Search the entries below for the string "white" and give the number of lines that hold it, nothing else.

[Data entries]
=======
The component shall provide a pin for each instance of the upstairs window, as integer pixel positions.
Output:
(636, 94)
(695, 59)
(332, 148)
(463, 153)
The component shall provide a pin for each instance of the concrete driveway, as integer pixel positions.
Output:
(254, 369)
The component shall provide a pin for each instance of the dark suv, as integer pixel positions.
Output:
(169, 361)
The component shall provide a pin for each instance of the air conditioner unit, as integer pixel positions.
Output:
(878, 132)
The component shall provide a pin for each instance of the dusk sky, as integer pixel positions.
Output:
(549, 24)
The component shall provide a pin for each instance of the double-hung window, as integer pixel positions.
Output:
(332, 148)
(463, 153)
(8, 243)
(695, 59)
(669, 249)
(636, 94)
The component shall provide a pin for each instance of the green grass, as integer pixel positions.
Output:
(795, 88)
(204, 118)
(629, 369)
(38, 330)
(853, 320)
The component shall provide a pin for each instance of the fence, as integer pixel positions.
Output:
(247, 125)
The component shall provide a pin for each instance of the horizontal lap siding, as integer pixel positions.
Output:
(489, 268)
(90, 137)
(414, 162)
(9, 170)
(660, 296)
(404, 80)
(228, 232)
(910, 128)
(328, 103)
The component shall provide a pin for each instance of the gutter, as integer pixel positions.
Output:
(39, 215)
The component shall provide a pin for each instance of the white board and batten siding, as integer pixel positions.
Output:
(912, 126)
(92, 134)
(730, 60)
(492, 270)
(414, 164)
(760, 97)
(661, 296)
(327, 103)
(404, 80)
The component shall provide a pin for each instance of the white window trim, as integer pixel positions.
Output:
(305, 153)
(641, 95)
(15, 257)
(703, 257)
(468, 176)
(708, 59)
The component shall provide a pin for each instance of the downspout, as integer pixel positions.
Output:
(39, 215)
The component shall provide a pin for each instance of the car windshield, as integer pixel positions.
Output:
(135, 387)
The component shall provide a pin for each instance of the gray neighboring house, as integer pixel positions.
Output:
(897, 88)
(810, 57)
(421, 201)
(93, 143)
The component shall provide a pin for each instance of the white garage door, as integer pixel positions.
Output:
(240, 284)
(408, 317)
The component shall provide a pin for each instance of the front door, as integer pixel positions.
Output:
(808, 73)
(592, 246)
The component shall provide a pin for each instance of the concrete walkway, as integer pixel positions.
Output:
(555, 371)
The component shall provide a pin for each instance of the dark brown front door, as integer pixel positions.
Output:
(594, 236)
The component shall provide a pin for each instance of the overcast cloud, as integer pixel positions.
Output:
=======
Written response —
3